* [To be done]: In two sentences, summarize the post below about keeping code in the production domain from being modified.

* [Reading passage]:

Currently, the only way to do this right is to give me two id's. 1 for admin and 1 for "normal". That just doesn't work well since I go back and forth between both regularly. So how do we prevent me or our main admin who also develops from modifying code in the production domain?
A LONG time ago I was interested in putting the production db's under CIAO control to prevent this. Was told it wasn't recommended to do that on a production box.
I've inquired a couple of times about maybe using Snapper for this to not necessarily prevent the changes but to at least log them. That would be almost there. But you really need to make it difficult for the admins to "Disable" this kind of monitoring or tampering with any logs.
I think what you really need is a product that get's installed on a production server. It should be rather difficult to turn off so it can't be done on a whim. And gives you an option on preventing changes or allowing them but WITH logging and notification.
To me it seems Teamstudio has all the pieces to do this... they just need to be put together for this specific purpose.
Just my 2 cents.

* [Data shown]:
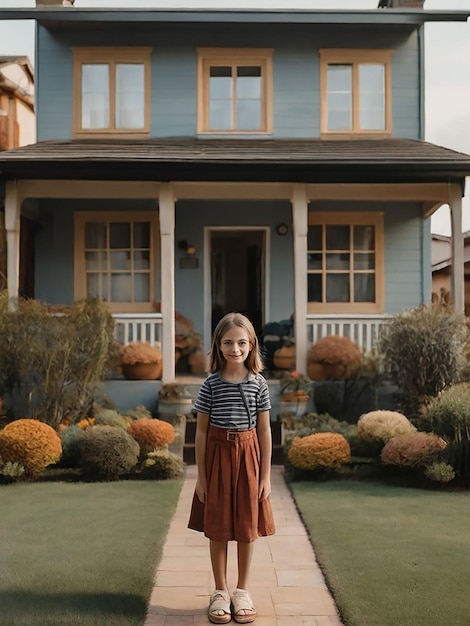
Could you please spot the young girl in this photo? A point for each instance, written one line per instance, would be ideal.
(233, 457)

* * *

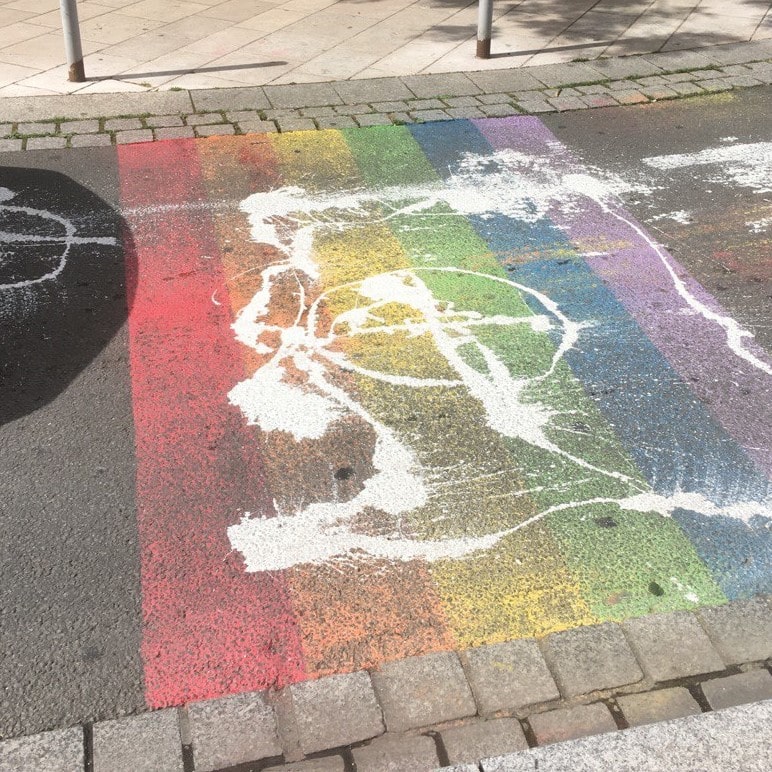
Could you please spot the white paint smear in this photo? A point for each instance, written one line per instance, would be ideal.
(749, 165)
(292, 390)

* [Expected answer]: The writer wants a way to stop admins who also develop from changing production code, because keeping separate admin and normal IDs works poorly, and putting the production databases under CIAO control was once described as not recommended. Using Snapper to log changes would come close, but the writer calls for a product installed on the production server that is hard to turn off and can either block changes or allow them with logging and notification, adding that Teamstudio seems to have all the pieces for it.